[Study text]
_ _ _ _ _ _ _
Algorithm can predict pancreatic cancer from CT scans well before diagnosis

Software picks up subtle clues human doctors miss


AI algorithms can predict whether a patient will develop pancreatic cancer years before an official diagnosis, or so this research suggests.

Tens of thousands of people in the US are diagnosed with pancreatic ductal adenocarcinoma – the most common type of pancreatic cancer – every year. Less than 10 percent of patients live more than five years after diagnosis.

Detecting the disease earlier could boost survival rates by up to 50 percent, it is believed. But doctors don't right now have any methods that screen patients for early signs of pancreatic cancer. Now, a team of researchers led by Cedars-Sinai Medical Center, a top non-profit hospital based in Los Angeles, California, believe AI could be up to the task.
_ _ _ _ _ _ _
Natural-language object grounding data:
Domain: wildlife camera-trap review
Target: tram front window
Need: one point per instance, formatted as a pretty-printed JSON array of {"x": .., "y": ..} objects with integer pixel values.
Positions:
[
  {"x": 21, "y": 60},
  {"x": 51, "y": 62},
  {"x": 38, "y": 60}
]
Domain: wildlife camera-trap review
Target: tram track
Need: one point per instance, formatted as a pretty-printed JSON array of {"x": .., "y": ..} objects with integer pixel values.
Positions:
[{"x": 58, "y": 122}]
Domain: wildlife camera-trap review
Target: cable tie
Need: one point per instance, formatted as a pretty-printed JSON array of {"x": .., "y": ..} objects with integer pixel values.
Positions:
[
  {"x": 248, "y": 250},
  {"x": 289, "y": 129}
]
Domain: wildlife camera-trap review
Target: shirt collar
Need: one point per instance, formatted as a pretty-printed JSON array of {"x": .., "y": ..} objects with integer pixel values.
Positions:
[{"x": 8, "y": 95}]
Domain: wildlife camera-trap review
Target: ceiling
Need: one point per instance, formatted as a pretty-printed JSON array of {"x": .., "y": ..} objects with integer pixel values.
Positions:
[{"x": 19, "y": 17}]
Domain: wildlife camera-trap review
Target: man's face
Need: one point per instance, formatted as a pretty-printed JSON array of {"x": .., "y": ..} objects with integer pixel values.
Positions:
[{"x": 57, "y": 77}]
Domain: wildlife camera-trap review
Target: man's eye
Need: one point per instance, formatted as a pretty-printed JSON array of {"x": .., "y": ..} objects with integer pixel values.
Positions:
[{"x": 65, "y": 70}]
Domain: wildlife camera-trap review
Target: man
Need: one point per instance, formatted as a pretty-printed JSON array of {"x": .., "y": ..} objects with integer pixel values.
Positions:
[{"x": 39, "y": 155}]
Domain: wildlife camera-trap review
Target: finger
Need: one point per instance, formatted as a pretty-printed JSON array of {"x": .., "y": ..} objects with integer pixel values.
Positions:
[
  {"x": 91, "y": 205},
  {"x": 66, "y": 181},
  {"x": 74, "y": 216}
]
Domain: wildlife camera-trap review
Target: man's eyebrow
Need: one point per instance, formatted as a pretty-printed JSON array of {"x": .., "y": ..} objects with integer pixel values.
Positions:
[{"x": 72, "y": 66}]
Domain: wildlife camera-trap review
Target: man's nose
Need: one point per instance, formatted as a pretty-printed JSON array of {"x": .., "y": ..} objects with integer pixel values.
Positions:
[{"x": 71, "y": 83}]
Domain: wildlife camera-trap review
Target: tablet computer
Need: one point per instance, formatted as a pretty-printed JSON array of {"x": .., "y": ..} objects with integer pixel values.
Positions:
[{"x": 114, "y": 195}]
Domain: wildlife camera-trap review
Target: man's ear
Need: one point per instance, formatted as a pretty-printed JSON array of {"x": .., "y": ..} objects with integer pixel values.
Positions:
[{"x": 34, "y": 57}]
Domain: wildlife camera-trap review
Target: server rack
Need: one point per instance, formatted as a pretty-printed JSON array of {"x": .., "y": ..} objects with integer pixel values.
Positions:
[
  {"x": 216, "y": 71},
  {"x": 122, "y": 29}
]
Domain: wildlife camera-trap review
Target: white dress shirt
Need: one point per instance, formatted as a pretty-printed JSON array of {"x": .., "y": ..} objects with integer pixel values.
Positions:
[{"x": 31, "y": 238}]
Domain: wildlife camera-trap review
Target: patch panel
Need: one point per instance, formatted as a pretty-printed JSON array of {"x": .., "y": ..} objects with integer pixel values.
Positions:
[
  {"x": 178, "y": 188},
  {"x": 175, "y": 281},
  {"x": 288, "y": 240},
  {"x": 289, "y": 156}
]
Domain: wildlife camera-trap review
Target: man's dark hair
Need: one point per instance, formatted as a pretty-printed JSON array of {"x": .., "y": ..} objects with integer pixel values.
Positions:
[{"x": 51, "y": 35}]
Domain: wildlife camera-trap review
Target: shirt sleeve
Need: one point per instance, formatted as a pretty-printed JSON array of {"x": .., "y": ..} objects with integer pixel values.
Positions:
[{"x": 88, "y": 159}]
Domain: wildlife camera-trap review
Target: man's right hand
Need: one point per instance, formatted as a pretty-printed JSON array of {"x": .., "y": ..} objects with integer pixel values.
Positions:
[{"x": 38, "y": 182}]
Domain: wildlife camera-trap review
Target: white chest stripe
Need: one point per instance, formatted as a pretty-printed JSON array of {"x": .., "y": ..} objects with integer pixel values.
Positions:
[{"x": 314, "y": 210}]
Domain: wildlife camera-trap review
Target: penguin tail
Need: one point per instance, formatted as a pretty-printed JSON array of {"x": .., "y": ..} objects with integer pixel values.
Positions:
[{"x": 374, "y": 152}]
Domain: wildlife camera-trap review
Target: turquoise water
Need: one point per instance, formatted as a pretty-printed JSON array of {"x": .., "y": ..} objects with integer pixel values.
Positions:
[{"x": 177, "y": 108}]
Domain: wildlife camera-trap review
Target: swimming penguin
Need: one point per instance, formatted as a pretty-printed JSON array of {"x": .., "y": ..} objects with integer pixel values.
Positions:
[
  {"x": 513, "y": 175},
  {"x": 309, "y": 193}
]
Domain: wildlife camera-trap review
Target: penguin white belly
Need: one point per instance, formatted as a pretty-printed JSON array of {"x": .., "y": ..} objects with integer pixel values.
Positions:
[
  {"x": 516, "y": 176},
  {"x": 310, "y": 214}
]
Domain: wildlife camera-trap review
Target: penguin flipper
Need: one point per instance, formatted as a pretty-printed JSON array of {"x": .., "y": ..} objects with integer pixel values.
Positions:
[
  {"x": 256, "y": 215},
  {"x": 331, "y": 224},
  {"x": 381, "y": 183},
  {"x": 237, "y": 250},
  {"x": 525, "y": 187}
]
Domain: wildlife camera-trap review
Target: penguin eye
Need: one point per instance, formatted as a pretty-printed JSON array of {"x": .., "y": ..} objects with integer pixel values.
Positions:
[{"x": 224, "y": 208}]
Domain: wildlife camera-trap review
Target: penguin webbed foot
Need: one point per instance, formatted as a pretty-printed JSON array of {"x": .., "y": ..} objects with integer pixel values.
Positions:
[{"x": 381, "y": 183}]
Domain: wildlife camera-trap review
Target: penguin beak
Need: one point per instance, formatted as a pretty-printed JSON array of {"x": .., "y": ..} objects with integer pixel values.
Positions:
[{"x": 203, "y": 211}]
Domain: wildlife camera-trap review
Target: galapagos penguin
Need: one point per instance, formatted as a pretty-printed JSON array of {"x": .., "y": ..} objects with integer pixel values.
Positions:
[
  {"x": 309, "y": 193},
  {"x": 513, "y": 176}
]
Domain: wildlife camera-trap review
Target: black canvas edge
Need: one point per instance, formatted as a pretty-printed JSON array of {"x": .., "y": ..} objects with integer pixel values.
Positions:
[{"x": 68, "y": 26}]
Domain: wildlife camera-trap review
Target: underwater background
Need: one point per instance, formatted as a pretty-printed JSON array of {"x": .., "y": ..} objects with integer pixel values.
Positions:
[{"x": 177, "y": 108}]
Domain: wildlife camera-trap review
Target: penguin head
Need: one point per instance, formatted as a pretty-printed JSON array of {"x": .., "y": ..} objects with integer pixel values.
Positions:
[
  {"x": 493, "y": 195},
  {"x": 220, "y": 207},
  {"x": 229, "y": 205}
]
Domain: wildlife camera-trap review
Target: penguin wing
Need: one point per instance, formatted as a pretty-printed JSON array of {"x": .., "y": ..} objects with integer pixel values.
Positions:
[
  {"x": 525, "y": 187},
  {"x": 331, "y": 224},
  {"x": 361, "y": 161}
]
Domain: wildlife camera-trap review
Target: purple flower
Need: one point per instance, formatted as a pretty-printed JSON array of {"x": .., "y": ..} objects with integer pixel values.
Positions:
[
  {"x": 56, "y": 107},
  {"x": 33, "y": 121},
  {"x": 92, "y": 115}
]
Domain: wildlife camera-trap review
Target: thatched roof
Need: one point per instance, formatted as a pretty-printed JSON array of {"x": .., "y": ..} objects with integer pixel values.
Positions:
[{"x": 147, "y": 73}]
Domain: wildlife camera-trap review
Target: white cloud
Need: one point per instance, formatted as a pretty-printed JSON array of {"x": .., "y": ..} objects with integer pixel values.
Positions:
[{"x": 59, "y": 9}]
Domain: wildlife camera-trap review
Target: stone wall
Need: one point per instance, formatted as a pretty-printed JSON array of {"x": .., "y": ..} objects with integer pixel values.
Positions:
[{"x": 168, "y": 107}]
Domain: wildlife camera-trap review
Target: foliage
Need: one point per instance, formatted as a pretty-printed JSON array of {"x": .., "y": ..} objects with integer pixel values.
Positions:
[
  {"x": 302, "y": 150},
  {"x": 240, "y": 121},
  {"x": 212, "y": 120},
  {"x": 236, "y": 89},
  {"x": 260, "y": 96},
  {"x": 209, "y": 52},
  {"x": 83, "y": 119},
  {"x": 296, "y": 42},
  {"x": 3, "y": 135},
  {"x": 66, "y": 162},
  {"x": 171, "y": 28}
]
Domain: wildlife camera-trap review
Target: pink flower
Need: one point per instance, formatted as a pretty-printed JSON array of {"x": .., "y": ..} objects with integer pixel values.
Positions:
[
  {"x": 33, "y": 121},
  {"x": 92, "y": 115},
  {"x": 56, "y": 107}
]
_ _ _ _ _ _ _
Extend the article on AI predicting pancreatic cancer from CT scans, picking up after its final sentence.

[Result of the task]
They trained a classifier algorithm to predict whether a patient will go on to develop pancreatic cancer or not by analyzing CT scans. "There are no unique symptoms that can provide an early diagnosis for pancreatic ductal adenocarcinoma," Stephen Pandol, co-author of the study published in Cancer Biomarkers journal, and director of Basic and Translational Pancreas Research at Cedars-Sinai, said in a statement on Tuesday.

"This AI tool may eventually be used to detect early disease in people undergoing CT scans for abdominal pain or other issues." 

The team analyzed medical records to find patients who were diagnosed with pancreatic cancer over the past 15 years and had CT scans performed six months to three years before their diagnosis. They also selected medical data from patients who had undergone CT scans and did not develop the disease to form a control group. A total of 108 CT scans from 72 subjects were obtained at two health centers, according to the paper.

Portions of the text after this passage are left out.